---------- SOURCE RECORDS ----------
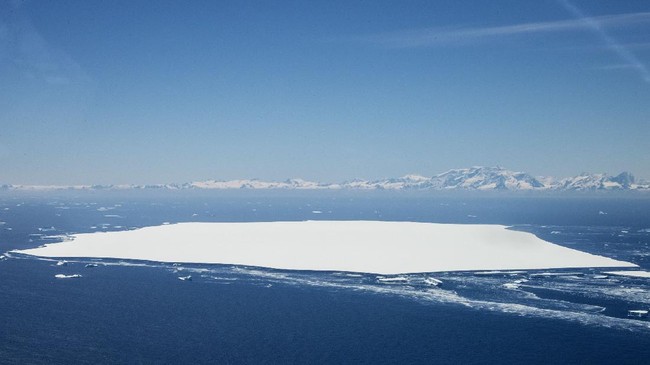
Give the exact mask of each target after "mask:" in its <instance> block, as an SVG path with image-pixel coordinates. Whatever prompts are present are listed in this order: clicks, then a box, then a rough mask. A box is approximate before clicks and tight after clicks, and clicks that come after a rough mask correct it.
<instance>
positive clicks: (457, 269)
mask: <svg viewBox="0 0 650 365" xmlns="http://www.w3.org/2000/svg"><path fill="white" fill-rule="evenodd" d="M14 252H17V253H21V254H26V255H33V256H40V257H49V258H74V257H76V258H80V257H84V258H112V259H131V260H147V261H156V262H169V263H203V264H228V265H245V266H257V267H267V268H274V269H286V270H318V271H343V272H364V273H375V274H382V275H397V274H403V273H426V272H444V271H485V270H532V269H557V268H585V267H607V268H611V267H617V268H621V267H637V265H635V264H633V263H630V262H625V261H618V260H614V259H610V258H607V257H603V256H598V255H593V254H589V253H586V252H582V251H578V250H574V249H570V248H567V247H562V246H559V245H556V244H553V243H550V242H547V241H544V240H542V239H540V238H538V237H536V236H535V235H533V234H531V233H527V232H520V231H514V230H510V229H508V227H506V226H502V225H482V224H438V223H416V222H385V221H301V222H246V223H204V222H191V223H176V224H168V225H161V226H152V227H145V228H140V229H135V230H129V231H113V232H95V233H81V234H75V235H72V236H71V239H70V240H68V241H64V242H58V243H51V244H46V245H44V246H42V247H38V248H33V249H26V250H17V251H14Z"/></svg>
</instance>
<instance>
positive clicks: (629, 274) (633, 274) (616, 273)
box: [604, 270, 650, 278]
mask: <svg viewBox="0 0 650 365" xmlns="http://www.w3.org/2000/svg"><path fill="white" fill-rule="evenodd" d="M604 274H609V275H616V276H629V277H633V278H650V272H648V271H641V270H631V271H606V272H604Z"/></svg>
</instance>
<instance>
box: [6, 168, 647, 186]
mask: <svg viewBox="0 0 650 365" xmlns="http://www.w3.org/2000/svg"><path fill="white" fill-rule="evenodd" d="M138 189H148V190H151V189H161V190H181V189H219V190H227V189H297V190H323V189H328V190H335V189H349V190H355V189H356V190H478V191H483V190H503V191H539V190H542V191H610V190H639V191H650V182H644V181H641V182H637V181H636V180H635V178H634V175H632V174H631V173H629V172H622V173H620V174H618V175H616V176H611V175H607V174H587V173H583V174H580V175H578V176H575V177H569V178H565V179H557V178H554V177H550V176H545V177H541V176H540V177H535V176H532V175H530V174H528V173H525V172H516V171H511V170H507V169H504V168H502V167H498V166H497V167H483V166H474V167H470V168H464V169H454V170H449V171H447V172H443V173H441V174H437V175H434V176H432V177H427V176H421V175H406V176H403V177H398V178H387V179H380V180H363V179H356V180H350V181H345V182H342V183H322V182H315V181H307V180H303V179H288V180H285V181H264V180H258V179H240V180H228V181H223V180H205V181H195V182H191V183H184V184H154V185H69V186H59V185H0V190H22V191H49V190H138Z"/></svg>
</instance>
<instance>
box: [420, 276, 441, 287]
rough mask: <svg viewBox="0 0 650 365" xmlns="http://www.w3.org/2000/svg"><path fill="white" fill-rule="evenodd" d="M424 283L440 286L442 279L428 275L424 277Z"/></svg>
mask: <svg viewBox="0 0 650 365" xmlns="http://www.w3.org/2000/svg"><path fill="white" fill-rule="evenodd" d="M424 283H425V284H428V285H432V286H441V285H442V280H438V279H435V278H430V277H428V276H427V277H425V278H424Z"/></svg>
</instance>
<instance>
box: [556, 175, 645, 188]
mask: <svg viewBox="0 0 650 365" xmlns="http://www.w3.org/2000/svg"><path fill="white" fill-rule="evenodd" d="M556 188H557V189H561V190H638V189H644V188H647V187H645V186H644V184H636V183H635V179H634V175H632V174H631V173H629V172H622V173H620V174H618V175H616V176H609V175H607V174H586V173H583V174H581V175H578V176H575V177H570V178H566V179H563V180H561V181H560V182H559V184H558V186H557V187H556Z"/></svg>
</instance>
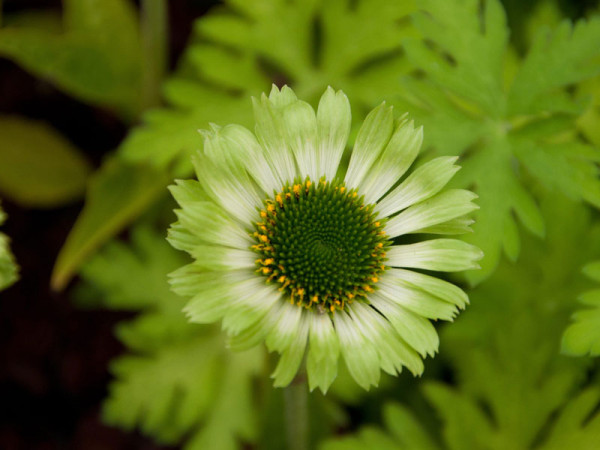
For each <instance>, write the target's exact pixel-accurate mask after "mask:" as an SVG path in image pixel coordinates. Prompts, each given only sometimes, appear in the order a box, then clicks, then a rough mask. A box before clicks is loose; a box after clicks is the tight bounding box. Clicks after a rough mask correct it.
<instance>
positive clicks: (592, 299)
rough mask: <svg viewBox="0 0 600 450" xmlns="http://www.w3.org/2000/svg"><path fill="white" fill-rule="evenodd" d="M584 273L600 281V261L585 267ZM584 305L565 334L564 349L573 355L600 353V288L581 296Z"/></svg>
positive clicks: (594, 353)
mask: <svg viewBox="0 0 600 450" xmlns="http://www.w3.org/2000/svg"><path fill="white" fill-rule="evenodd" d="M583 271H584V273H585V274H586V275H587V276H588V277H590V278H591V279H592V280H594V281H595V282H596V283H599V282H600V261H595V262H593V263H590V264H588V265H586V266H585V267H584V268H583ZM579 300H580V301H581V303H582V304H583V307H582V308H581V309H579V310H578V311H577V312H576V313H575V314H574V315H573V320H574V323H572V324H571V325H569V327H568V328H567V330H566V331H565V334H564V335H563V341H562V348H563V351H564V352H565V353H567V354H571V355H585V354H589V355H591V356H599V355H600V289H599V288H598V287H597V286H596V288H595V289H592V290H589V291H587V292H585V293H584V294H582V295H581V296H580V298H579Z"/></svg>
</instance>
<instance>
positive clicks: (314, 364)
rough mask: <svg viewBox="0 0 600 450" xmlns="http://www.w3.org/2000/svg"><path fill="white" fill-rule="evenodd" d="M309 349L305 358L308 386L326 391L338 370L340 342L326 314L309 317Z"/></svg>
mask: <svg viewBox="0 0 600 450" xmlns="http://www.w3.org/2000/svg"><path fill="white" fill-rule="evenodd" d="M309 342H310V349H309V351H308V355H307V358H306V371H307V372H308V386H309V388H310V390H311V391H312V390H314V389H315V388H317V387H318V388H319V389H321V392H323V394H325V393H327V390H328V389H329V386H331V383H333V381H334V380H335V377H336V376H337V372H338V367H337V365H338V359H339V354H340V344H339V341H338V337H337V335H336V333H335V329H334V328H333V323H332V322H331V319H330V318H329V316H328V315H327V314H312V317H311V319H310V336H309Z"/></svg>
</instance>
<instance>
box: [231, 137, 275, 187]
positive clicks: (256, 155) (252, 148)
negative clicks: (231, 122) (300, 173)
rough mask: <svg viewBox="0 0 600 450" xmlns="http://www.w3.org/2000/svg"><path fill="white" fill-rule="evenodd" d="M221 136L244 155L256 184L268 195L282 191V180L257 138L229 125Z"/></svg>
----------
Your answer should reproduce every line of the data verbatim and include no images.

YOUR RESPONSE =>
Give the exact mask of each target after "mask:" in its <instance> block, as an SVG path with image-pixel coordinates. Whatever prompts are present are listed in this order: clicks, then a box, then a rough mask. A box is approximate before clicks and tight after clicks, and clicks that come after a rough mask correct it.
<instance>
positive clicks: (457, 269)
mask: <svg viewBox="0 0 650 365" xmlns="http://www.w3.org/2000/svg"><path fill="white" fill-rule="evenodd" d="M14 252H17V253H21V254H26V255H33V256H40V257H49V258H74V257H76V258H80V257H84V258H112V259H131V260H147V261H156V262H169V263H203V264H228V265H245V266H257V267H267V268H274V269H286V270H318V271H343V272H364V273H375V274H382V275H397V274H403V273H426V272H444V271H485V270H532V269H557V268H585V267H607V268H611V267H617V268H621V267H637V265H635V264H633V263H630V262H625V261H618V260H614V259H610V258H607V257H603V256H598V255H593V254H589V253H586V252H582V251H578V250H574V249H570V248H567V247H562V246H559V245H556V244H553V243H550V242H547V241H544V240H542V239H540V238H538V237H536V236H535V235H533V234H531V233H527V232H520V231H514V230H510V229H508V227H506V226H502V225H482V224H438V223H416V222H385V221H301V222H246V223H204V222H191V223H176V224H168V225H161V226H152V227H145V228H140V229H135V230H129V231H113V232H95V233H81V234H75V235H72V236H71V239H70V240H68V241H64V242H58V243H51V244H46V245H44V246H42V247H38V248H33V249H26V250H17V251H14Z"/></svg>
</instance>
<instance>
positive clicks: (629, 274) (633, 274) (616, 273)
box: [604, 270, 650, 278]
mask: <svg viewBox="0 0 650 365" xmlns="http://www.w3.org/2000/svg"><path fill="white" fill-rule="evenodd" d="M604 274H609V275H616V276H629V277H633V278H650V272H648V271H641V270H631V271H606V272H604Z"/></svg>
</instance>
<instance>
box: [6, 168, 647, 186]
mask: <svg viewBox="0 0 650 365" xmlns="http://www.w3.org/2000/svg"><path fill="white" fill-rule="evenodd" d="M138 189H148V190H151V189H161V190H181V189H219V190H227V189H297V190H323V189H328V190H335V189H349V190H355V189H356V190H478V191H483V190H503V191H539V190H542V191H610V190H639V191H650V182H644V181H641V182H637V181H636V180H635V178H634V175H632V174H631V173H629V172H622V173H620V174H618V175H616V176H611V175H607V174H587V173H583V174H580V175H578V176H575V177H569V178H565V179H557V178H554V177H550V176H545V177H541V176H540V177H535V176H532V175H530V174H528V173H525V172H516V171H511V170H507V169H504V168H502V167H498V166H497V167H483V166H474V167H470V168H464V169H454V170H449V171H447V172H443V173H441V174H437V175H434V176H432V177H427V176H421V175H406V176H403V177H398V178H387V179H380V180H363V179H356V180H350V181H345V182H342V183H322V182H315V181H307V180H303V179H288V180H285V181H264V180H258V179H240V180H228V181H223V180H205V181H195V182H191V183H184V184H154V185H69V186H59V185H0V190H22V191H49V190H138Z"/></svg>
</instance>
<instance>
box: [420, 276, 441, 287]
rough mask: <svg viewBox="0 0 650 365" xmlns="http://www.w3.org/2000/svg"><path fill="white" fill-rule="evenodd" d="M424 283L440 286L442 279L428 275L424 277Z"/></svg>
mask: <svg viewBox="0 0 650 365" xmlns="http://www.w3.org/2000/svg"><path fill="white" fill-rule="evenodd" d="M424 283H425V284H428V285H432V286H441V285H442V280H438V279H435V278H430V277H428V276H427V277H425V278H424Z"/></svg>
</instance>
<instance>
box: [556, 175, 645, 188]
mask: <svg viewBox="0 0 650 365" xmlns="http://www.w3.org/2000/svg"><path fill="white" fill-rule="evenodd" d="M556 188H557V189H561V190H638V189H644V188H647V187H645V186H644V184H636V183H635V179H634V175H632V174H631V173H629V172H622V173H620V174H618V175H616V176H609V175H607V174H586V173H583V174H581V175H578V176H575V177H570V178H566V179H563V180H561V181H560V182H559V184H558V186H557V187H556Z"/></svg>
</instance>
For each <instance>, write the target's exact pixel-accurate mask after "mask:" as an SVG path in image pixel coordinates. Prompts, each given only sometimes, appear in the order a box, then clicks, then a rough mask. A box before clicks is loose; a box after clicks is the tight bounding box. Clicks after a rough mask correct it.
<instance>
positive clicks: (592, 299)
rough mask: <svg viewBox="0 0 600 450" xmlns="http://www.w3.org/2000/svg"><path fill="white" fill-rule="evenodd" d="M584 273L600 281V261L585 267ZM584 305L565 334L564 349L573 355L600 353V288L581 296Z"/></svg>
positive clicks: (594, 353)
mask: <svg viewBox="0 0 600 450" xmlns="http://www.w3.org/2000/svg"><path fill="white" fill-rule="evenodd" d="M583 271H584V273H585V274H586V275H587V276H588V277H590V278H591V279H592V280H594V281H595V282H596V283H599V282H600V261H595V262H593V263H590V264H588V265H586V266H585V267H584V268H583ZM579 300H580V301H581V303H582V304H583V307H582V308H581V309H579V310H578V311H577V312H576V313H575V314H574V315H573V320H574V323H572V324H571V325H569V327H568V328H567V330H566V331H565V334H564V335H563V341H562V348H563V351H564V352H565V353H567V354H571V355H585V354H589V355H591V356H599V355H600V289H599V288H598V287H597V286H596V288H595V289H592V290H589V291H587V292H585V293H584V294H582V295H581V296H580V298H579Z"/></svg>
</instance>
<instance>
positive clicks: (314, 364)
rough mask: <svg viewBox="0 0 600 450" xmlns="http://www.w3.org/2000/svg"><path fill="white" fill-rule="evenodd" d="M309 349L305 358L308 386L326 391L338 370L340 342L326 314L309 317Z"/></svg>
mask: <svg viewBox="0 0 600 450" xmlns="http://www.w3.org/2000/svg"><path fill="white" fill-rule="evenodd" d="M309 342H310V349H309V351H308V355H307V358H306V371H307V372H308V386H309V388H310V390H311V391H312V390H314V389H315V388H317V387H318V388H319V389H321V392H323V394H325V393H327V390H328V389H329V386H331V383H333V381H334V380H335V377H336V376H337V372H338V367H337V365H338V359H339V354H340V344H339V341H338V337H337V335H336V333H335V329H334V328H333V323H332V322H331V319H330V318H329V316H328V315H327V314H312V317H311V319H310V336H309Z"/></svg>
</instance>
<instance>
box: [231, 137, 275, 187]
positive clicks: (256, 155) (252, 148)
negative clicks: (231, 122) (300, 173)
rough mask: <svg viewBox="0 0 600 450" xmlns="http://www.w3.org/2000/svg"><path fill="white" fill-rule="evenodd" d="M221 136L244 155L256 184L268 195L282 191V180L257 138L229 125Z"/></svg>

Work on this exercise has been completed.